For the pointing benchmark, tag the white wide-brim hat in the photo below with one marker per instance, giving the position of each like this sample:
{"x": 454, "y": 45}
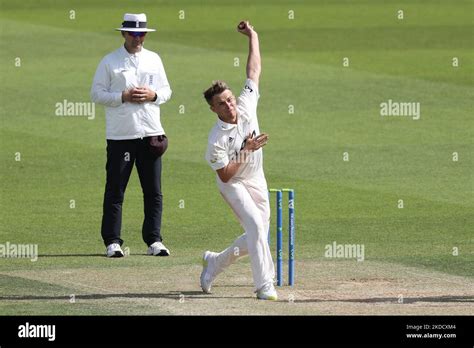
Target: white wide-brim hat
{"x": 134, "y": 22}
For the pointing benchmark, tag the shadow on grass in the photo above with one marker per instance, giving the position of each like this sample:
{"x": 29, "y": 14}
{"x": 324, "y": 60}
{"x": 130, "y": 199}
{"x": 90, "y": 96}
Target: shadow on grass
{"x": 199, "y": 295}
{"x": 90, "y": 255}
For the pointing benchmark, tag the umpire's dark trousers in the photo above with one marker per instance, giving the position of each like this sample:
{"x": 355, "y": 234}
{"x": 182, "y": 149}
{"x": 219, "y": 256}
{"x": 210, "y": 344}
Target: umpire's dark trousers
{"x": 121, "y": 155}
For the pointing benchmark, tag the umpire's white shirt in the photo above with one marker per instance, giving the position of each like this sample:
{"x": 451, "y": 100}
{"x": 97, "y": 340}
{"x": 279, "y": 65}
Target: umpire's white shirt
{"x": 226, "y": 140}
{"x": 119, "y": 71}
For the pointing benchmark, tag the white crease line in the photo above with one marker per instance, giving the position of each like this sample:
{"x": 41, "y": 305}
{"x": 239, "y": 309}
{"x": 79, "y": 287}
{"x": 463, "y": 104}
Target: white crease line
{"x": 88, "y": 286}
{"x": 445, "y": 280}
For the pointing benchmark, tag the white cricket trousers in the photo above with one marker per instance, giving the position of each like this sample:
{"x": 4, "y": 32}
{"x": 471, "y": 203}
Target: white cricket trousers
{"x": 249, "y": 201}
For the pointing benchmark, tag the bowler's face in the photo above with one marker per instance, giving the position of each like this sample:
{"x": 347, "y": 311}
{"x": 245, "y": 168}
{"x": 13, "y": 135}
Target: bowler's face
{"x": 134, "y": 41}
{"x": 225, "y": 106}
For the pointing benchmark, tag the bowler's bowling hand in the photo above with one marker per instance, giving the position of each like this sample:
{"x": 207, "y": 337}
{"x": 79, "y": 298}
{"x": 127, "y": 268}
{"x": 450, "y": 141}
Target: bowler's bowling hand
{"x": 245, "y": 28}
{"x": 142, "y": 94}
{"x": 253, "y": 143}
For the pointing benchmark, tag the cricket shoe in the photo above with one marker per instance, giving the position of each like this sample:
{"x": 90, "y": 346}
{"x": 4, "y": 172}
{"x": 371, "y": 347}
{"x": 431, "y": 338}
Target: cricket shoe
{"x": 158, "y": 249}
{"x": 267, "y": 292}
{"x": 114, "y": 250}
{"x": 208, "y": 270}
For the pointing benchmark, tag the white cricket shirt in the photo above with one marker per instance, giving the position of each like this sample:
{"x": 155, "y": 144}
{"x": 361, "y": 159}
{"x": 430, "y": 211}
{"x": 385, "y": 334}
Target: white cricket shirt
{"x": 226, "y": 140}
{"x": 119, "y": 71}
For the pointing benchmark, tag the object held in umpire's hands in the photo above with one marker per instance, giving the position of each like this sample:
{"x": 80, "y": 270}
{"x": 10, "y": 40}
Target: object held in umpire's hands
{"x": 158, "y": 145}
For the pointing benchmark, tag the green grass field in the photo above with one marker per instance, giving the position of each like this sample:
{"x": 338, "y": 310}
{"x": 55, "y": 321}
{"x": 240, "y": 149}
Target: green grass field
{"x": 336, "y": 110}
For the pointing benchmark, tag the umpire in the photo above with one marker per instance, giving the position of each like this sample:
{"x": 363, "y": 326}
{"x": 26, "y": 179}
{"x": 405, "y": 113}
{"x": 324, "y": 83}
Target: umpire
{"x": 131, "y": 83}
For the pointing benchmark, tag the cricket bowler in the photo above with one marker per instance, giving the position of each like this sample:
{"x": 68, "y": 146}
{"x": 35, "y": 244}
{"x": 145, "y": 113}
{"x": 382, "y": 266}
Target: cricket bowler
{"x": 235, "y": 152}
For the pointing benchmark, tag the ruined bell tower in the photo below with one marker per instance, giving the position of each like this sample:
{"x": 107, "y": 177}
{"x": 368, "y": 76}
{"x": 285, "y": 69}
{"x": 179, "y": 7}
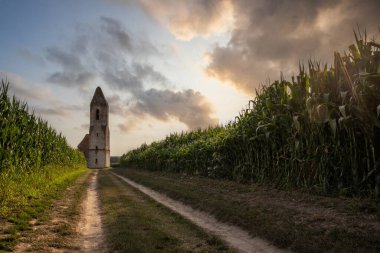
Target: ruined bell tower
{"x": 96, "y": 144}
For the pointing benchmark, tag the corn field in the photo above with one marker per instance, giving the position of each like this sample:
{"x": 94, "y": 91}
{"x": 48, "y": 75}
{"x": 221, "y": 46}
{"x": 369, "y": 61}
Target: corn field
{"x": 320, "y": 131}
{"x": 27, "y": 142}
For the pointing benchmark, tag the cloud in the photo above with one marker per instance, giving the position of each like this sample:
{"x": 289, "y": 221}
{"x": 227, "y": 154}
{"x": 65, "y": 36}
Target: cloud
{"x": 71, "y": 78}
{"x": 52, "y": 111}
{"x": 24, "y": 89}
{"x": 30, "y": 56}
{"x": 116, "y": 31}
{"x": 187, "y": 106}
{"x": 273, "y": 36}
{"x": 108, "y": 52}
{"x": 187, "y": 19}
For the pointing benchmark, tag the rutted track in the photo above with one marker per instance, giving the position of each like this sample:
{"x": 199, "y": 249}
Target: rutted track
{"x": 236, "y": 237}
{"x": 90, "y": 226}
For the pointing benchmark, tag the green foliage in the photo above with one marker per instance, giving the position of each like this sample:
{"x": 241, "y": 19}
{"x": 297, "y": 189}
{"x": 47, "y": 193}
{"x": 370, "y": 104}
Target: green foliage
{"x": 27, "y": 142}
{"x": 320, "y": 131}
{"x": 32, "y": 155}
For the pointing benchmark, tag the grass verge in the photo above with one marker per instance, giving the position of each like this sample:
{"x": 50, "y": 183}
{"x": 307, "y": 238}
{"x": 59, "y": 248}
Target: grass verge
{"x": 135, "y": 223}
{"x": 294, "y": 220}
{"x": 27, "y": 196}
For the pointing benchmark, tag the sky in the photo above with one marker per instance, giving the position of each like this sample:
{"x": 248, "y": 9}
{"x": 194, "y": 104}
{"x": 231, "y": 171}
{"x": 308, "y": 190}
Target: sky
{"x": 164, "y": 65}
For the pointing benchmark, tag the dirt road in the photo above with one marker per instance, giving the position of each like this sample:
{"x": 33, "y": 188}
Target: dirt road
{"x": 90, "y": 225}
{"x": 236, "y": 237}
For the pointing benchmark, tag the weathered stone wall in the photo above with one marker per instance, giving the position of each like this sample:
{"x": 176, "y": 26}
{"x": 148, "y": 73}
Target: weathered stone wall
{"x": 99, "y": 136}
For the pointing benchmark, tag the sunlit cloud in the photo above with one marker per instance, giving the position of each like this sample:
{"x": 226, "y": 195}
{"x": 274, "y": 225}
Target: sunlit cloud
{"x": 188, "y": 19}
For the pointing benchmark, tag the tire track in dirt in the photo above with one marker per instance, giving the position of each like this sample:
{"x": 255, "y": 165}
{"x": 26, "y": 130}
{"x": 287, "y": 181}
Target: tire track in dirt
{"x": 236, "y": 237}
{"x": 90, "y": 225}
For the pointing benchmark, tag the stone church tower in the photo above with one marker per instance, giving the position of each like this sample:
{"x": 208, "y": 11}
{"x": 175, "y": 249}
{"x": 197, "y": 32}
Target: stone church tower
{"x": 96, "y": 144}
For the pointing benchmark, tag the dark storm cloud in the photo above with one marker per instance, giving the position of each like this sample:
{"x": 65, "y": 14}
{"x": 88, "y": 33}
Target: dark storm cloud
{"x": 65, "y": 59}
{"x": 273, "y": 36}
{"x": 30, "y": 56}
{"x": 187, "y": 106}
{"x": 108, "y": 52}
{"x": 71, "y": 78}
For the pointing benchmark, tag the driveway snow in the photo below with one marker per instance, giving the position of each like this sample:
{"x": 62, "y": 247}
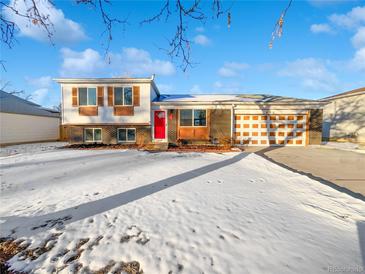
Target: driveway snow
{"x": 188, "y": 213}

> PROMPT:
Can you rewrite all of the lines above with "pointing benchmark" replaced by "grounding benchmark" everywhere it occurs and nothing else changed? Leave the pictures out.

> SOLUTION:
For the grounding benchmark, tag the white wide-brim hat in the photo below with one marker per instance, giving the position of each like this sample:
{"x": 454, "y": 45}
Target: white wide-brim hat
{"x": 134, "y": 22}
For the grounding benchmark, tag the shadow on grass in the photo above with one marker per instance, giving the position of each like this sample:
{"x": 29, "y": 14}
{"x": 324, "y": 60}
{"x": 130, "y": 199}
{"x": 90, "y": 96}
Target: shadow on grass
{"x": 199, "y": 295}
{"x": 90, "y": 255}
For the grounding benchmark, tag the umpire's dark trousers in the photo above with one marker per instance, giving the position of each like this sample:
{"x": 355, "y": 234}
{"x": 182, "y": 149}
{"x": 219, "y": 256}
{"x": 210, "y": 344}
Target: umpire's dark trousers
{"x": 121, "y": 155}
For the grounding benchmark, tag the umpire's white shirt in the photo above with one marker per instance, giving the position of each like this sample:
{"x": 451, "y": 100}
{"x": 97, "y": 340}
{"x": 279, "y": 65}
Target: umpire's white shirt
{"x": 226, "y": 140}
{"x": 119, "y": 71}
For the grounding benchmark, tag the white crease line in the photo above with one marker per instance, giving the position of each like this sample:
{"x": 41, "y": 305}
{"x": 239, "y": 309}
{"x": 79, "y": 287}
{"x": 463, "y": 104}
Target: white crease line
{"x": 88, "y": 286}
{"x": 445, "y": 280}
For the grounding benchmark, tag the white cricket trousers in the photo above with one marker per instance, giving the position of each like this sample:
{"x": 4, "y": 32}
{"x": 471, "y": 203}
Target: white cricket trousers
{"x": 249, "y": 201}
For the grounding benchmark, tag the bowler's face in the photo above with one marker per instance, giving the position of each like this sample:
{"x": 347, "y": 311}
{"x": 245, "y": 168}
{"x": 13, "y": 135}
Target: bowler's face
{"x": 134, "y": 41}
{"x": 225, "y": 106}
For the grounding benchmark, tag the bowler's bowling hand in the photo above with one marker per instance, giving the position of each like this sample:
{"x": 207, "y": 337}
{"x": 79, "y": 298}
{"x": 127, "y": 268}
{"x": 450, "y": 141}
Target: bowler's bowling hand
{"x": 245, "y": 28}
{"x": 142, "y": 94}
{"x": 253, "y": 143}
For the grounding benchmark, tag the cricket shoe in the photo above with one marker per instance, giving the position of each like this sample:
{"x": 90, "y": 346}
{"x": 4, "y": 172}
{"x": 371, "y": 347}
{"x": 431, "y": 338}
Target: cricket shoe
{"x": 158, "y": 249}
{"x": 267, "y": 292}
{"x": 114, "y": 250}
{"x": 208, "y": 270}
For the grounding benchmark, tag the white cricket shirt in the photo above with one marker per instance, giving the position of each like this sample:
{"x": 155, "y": 144}
{"x": 361, "y": 159}
{"x": 430, "y": 211}
{"x": 385, "y": 334}
Target: white cricket shirt
{"x": 226, "y": 140}
{"x": 119, "y": 71}
For the grounding benchmark, tag the object held in umpire's hands in the photo above with one marker per instance, giving the position of each like this sample:
{"x": 80, "y": 270}
{"x": 10, "y": 40}
Target: object held in umpire's hands
{"x": 158, "y": 145}
For the grounding benchmark, tag the green grass field in the photo above with one marker per instance, giving the position of each like this sample:
{"x": 338, "y": 310}
{"x": 55, "y": 321}
{"x": 240, "y": 149}
Target: green grass field
{"x": 336, "y": 110}
For the grounding benchmark, tag the umpire in the photo above with one marker per instance, giving the position of each like this sample:
{"x": 363, "y": 326}
{"x": 26, "y": 179}
{"x": 405, "y": 113}
{"x": 324, "y": 83}
Target: umpire
{"x": 131, "y": 83}
For the grounding benchmark, tag the cricket bowler in the photo above with one marker per instance, giving the position of each like this sample:
{"x": 68, "y": 146}
{"x": 35, "y": 244}
{"x": 145, "y": 113}
{"x": 382, "y": 266}
Target: cricket bowler
{"x": 235, "y": 152}
For the grounding benchmark, tag the ruined bell tower in the photo below with one marker per instance, giving the position of each like this sample:
{"x": 107, "y": 177}
{"x": 368, "y": 76}
{"x": 285, "y": 69}
{"x": 179, "y": 7}
Target: ruined bell tower
{"x": 96, "y": 144}
For the grounding benchmark, tag the corn field in the photo above with one marker per instance, giving the position of each like this sample:
{"x": 94, "y": 91}
{"x": 48, "y": 75}
{"x": 221, "y": 46}
{"x": 369, "y": 61}
Target: corn field
{"x": 320, "y": 131}
{"x": 27, "y": 142}
For the grounding benchmark, tag the cloud in the photo above with one marker per instance, giving the position of each like this sample:
{"x": 289, "y": 221}
{"x": 227, "y": 154}
{"x": 65, "y": 36}
Target: cloud
{"x": 71, "y": 78}
{"x": 52, "y": 111}
{"x": 24, "y": 89}
{"x": 30, "y": 56}
{"x": 116, "y": 31}
{"x": 187, "y": 106}
{"x": 273, "y": 36}
{"x": 108, "y": 52}
{"x": 187, "y": 19}
For the grounding benchmark, tag the rutted track in the photo above with one marker per instance, giving the position of each like this sample:
{"x": 199, "y": 249}
Target: rutted track
{"x": 236, "y": 237}
{"x": 90, "y": 226}
For the grounding benchmark, tag the green foliage in the photo above with one marker per instance, giving the position of each like this sample:
{"x": 241, "y": 19}
{"x": 297, "y": 189}
{"x": 47, "y": 193}
{"x": 370, "y": 104}
Target: green foliage
{"x": 27, "y": 142}
{"x": 320, "y": 131}
{"x": 32, "y": 155}
For the grounding benchmark, tag the grass verge in the photo above with one marker per instance, giving the position of each like this sample:
{"x": 50, "y": 183}
{"x": 307, "y": 238}
{"x": 59, "y": 248}
Target: grass verge
{"x": 135, "y": 223}
{"x": 294, "y": 220}
{"x": 27, "y": 196}
For the grounding benchmark, tag the sky in the photo above with one marker per instance, giving the position of each like this sample:
{"x": 248, "y": 9}
{"x": 194, "y": 104}
{"x": 231, "y": 171}
{"x": 308, "y": 190}
Target: sky
{"x": 164, "y": 65}
For the grounding benchmark, tag the dirt road in the photo above with one marker per instance, giving the position of each like this sample:
{"x": 33, "y": 188}
Target: dirt road
{"x": 90, "y": 225}
{"x": 236, "y": 237}
For the grounding benchmark, tag the weathered stone wall in the photo above with one marker per instance, giving the position of each like this sample:
{"x": 176, "y": 26}
{"x": 148, "y": 73}
Target: weathered stone wall
{"x": 99, "y": 136}
For the grounding benchmark, tag the sunlit cloud in the photo above with one marker per instance, giving the position of each like this sample:
{"x": 226, "y": 195}
{"x": 274, "y": 225}
Target: sunlit cloud
{"x": 188, "y": 19}
For the grounding benchmark, tag the tire track in dirt in the photo above with one marker per instance, giving the position of each like this sample:
{"x": 255, "y": 165}
{"x": 26, "y": 130}
{"x": 287, "y": 181}
Target: tire track in dirt
{"x": 236, "y": 237}
{"x": 90, "y": 225}
For the grounding benchmark, tag the stone church tower in the photo above with one marker per instance, giving the position of each like this sample:
{"x": 208, "y": 11}
{"x": 175, "y": 249}
{"x": 197, "y": 32}
Target: stone church tower
{"x": 96, "y": 144}
For the grounding benchmark, tag the dark storm cloud in the photo above with one marker per instance, giving the position of each like this sample:
{"x": 65, "y": 14}
{"x": 88, "y": 33}
Target: dark storm cloud
{"x": 65, "y": 59}
{"x": 273, "y": 36}
{"x": 30, "y": 56}
{"x": 187, "y": 106}
{"x": 108, "y": 52}
{"x": 71, "y": 78}
For the grounding benchmark, tag the driveway snow in the photo below with one marker per instance, giving the position of each like this sample:
{"x": 62, "y": 247}
Target: driveway snow
{"x": 188, "y": 213}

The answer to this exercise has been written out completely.